Exercise goal
Rewrite every line of the material below, starting with the line containing "Exercise. Pin every instance of the rocky" and continuing through the end, keeping all of it. Offset each coordinate in the answers by adding 17.

begin

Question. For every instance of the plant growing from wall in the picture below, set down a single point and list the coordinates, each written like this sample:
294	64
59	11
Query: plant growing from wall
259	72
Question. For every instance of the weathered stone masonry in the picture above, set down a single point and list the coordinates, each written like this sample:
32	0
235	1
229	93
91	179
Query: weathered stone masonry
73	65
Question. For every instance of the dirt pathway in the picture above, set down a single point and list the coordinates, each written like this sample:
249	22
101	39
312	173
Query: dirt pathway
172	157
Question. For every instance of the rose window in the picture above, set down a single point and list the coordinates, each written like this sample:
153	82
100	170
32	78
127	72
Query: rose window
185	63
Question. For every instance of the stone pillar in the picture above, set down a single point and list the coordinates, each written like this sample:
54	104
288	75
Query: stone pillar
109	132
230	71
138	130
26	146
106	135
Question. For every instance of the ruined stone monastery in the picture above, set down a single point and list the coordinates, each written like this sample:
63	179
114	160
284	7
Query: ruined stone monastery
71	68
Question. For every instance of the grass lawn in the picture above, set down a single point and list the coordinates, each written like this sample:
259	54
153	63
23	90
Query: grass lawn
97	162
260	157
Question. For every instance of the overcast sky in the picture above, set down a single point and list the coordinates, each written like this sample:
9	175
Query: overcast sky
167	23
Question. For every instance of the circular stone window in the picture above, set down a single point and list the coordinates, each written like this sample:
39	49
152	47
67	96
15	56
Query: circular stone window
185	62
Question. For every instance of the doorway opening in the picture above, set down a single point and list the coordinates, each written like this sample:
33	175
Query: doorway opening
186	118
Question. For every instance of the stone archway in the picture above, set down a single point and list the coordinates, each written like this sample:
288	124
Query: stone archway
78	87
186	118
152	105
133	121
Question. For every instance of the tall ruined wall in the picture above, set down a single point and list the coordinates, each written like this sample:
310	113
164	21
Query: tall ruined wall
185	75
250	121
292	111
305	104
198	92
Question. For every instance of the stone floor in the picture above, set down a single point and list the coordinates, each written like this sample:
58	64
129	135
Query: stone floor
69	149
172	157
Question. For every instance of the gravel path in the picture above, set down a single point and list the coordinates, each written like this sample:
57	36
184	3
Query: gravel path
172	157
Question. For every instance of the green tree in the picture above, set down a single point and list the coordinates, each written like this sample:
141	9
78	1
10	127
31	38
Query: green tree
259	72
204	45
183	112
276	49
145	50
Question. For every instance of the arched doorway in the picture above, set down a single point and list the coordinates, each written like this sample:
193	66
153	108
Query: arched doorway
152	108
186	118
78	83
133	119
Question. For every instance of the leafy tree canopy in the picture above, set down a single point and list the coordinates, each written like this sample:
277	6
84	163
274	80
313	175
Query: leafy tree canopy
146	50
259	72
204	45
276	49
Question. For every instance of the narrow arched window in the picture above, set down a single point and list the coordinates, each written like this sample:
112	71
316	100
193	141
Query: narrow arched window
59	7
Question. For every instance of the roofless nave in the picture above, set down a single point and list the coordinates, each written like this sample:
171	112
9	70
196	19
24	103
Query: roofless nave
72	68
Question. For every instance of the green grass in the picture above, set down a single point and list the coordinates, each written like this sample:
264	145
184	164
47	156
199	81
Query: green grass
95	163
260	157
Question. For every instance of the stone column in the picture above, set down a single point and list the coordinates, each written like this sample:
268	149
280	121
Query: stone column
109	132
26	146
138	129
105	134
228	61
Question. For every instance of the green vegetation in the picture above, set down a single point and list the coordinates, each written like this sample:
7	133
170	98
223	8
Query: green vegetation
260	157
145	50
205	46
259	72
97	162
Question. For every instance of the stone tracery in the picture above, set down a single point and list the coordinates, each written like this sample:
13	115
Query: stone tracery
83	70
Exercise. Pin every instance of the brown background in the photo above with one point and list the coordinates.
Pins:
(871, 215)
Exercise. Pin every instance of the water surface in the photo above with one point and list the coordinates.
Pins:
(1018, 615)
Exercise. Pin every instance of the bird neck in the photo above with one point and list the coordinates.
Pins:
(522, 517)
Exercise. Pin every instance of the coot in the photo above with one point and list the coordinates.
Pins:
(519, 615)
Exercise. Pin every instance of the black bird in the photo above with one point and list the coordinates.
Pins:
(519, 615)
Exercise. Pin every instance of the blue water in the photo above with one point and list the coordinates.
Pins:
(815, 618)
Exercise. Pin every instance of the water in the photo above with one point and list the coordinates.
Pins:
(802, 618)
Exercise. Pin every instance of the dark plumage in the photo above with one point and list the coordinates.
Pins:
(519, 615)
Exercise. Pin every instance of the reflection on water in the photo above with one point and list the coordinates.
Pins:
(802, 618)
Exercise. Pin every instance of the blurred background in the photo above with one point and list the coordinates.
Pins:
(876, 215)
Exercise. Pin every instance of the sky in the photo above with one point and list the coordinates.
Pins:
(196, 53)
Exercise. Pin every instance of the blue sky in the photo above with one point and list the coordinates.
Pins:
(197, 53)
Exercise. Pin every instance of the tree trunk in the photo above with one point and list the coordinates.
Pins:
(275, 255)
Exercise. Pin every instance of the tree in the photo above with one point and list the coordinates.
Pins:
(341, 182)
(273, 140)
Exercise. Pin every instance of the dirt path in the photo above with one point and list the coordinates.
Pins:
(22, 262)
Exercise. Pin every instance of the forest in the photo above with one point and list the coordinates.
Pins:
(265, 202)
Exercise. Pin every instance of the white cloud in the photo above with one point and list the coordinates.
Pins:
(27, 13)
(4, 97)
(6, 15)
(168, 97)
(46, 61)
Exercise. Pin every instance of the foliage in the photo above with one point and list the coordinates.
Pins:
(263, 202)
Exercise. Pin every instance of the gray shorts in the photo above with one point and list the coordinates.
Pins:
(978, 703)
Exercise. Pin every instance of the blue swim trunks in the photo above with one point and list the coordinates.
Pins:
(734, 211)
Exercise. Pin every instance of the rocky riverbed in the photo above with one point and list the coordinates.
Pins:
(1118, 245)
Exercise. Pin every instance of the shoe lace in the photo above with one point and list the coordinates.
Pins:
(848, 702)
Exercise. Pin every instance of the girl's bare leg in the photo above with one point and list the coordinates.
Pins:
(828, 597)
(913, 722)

end

The completed task
Exercise. Pin every instance of the rocky riverbed in the photo above with one point and list the coordinates.
Pins:
(1135, 262)
Exercise. Pin every instance of the shoe lace in the photo above with one point and list the coordinates.
Pins:
(865, 719)
Exercise. Pin every instance of the girl's bare leg in the photo above with one point and list the coordinates.
Pins:
(845, 614)
(930, 739)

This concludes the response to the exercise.